▸ Task description
Render every line of the records below as a Markdown table with the columns n and Line, numbering the rows and leaving out any blank lines.

-- START OF Information supplied --

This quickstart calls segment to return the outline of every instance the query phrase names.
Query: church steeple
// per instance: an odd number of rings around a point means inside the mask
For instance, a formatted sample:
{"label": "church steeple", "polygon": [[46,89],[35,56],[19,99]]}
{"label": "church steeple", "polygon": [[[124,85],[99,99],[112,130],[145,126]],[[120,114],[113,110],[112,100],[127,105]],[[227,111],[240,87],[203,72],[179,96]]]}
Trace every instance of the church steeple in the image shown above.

-- END OF Information supplied --

▸ Full response
| n | Line |
|---|---|
| 1 | This quickstart calls segment to return the outline of every instance the query phrase names. |
| 2 | Query: church steeple |
| 3 | // per instance: an odd number of rings around a point means inside the mask |
| 4 | For instance, a formatted sample: |
| 5 | {"label": "church steeple", "polygon": [[46,89],[35,56],[19,99]]} |
| 6 | {"label": "church steeple", "polygon": [[[124,85],[99,99],[112,130],[145,126]],[[120,114],[113,110],[112,100],[127,105]],[[227,111],[240,87],[203,72],[179,96]]]} |
| 7 | Trace every instance of the church steeple in the image shown above. |